── Given entries ──

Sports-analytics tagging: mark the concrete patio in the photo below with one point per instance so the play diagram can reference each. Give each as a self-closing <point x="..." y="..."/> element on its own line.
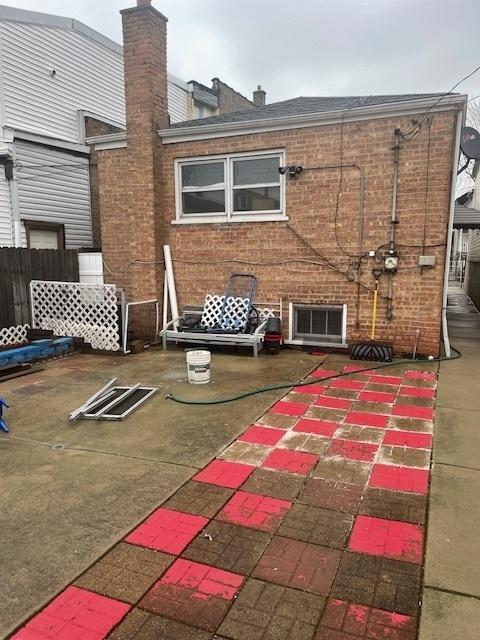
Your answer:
<point x="61" y="509"/>
<point x="319" y="463"/>
<point x="451" y="598"/>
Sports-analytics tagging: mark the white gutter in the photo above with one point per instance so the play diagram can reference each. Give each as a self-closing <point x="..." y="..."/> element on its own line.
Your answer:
<point x="448" y="252"/>
<point x="108" y="141"/>
<point x="383" y="110"/>
<point x="65" y="145"/>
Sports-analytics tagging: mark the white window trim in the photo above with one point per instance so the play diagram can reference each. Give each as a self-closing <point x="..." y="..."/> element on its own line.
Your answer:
<point x="315" y="343"/>
<point x="229" y="216"/>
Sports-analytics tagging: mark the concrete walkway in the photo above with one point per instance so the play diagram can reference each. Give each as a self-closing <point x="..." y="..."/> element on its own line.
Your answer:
<point x="451" y="598"/>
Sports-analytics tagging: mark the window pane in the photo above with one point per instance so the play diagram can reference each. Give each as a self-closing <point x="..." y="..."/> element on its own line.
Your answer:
<point x="257" y="199"/>
<point x="256" y="171"/>
<point x="319" y="322"/>
<point x="202" y="175"/>
<point x="203" y="202"/>
<point x="334" y="322"/>
<point x="303" y="320"/>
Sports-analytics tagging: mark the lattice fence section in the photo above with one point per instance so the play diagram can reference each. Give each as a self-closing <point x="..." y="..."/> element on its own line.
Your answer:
<point x="13" y="335"/>
<point x="87" y="311"/>
<point x="225" y="313"/>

───

Retype, without any change, every line from the one with "Sports-analytics tagging: mark the lattice" to the bottom of the listing.

Result for this exercise –
Sports-analytics tagging: mark the lattice fence section in the photo above with one point per instance so the play diagram can reference each. Give each as a self-closing <point x="..." y="..."/> element on its own line.
Your answer:
<point x="13" y="335"/>
<point x="87" y="311"/>
<point x="225" y="313"/>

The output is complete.